Directions for this task -
Give as output the line that contains "the stone cornice", followed by every remaining line of the entries, unchanged and with nothing added.

Pointing and labeling entries -
-=-=-
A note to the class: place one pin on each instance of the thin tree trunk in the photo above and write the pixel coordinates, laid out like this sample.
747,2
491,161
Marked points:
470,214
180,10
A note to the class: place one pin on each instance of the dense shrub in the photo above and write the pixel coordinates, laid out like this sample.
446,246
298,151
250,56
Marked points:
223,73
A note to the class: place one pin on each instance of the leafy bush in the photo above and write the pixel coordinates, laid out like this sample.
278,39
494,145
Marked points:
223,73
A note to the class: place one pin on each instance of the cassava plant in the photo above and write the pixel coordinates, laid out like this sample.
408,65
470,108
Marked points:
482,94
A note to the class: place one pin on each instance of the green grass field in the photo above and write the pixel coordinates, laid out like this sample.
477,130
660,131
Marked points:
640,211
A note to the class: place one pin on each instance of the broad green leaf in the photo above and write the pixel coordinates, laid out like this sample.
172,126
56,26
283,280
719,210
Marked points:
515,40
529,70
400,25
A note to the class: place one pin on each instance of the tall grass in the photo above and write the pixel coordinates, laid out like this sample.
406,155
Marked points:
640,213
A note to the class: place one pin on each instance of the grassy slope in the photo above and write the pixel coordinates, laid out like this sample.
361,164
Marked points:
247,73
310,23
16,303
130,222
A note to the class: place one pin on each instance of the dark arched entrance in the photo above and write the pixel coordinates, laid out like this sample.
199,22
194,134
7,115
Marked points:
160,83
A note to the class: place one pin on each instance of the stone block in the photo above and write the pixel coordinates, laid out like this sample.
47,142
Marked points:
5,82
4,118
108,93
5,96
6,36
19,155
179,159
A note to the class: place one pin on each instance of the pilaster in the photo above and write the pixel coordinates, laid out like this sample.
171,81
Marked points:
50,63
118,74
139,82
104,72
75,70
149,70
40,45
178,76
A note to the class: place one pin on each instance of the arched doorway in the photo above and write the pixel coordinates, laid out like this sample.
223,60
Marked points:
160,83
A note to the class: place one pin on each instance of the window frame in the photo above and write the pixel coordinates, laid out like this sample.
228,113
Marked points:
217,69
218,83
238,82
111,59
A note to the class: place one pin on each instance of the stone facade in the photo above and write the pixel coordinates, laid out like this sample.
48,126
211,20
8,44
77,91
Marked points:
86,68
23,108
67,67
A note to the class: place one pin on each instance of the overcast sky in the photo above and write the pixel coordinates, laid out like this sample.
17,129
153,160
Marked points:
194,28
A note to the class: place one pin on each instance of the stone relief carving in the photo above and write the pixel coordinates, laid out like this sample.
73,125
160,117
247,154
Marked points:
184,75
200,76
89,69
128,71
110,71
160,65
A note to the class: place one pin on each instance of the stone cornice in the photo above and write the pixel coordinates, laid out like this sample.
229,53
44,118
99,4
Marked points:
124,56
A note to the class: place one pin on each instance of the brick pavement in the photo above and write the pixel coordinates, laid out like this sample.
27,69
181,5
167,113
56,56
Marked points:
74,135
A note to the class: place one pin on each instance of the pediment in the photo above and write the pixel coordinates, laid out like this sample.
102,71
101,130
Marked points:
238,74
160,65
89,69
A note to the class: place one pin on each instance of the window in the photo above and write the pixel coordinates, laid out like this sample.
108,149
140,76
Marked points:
-=-=-
Exercise output -
A note to the class: place one pin on each instance of the stone cornice in the photo above and write the pixel coordinates, laid out like this sample.
229,53
44,118
99,4
Marked points:
124,56
A note to the class: place one pin on each instance of the brick pavement in the photo above and write the pixel coordinates, laid out like this sample.
27,69
181,5
167,113
56,56
Marked points:
74,135
A note to the class: place one pin on each instance of the pediment in the photo above and write the pixel coordinates, laid out like this sample.
102,71
101,130
Marked points:
238,74
160,65
89,69
A note to the class: place one pin on each instance of the window in the photo above and write the pixel coordinates, laid out like this sample.
108,149
140,76
Marked points:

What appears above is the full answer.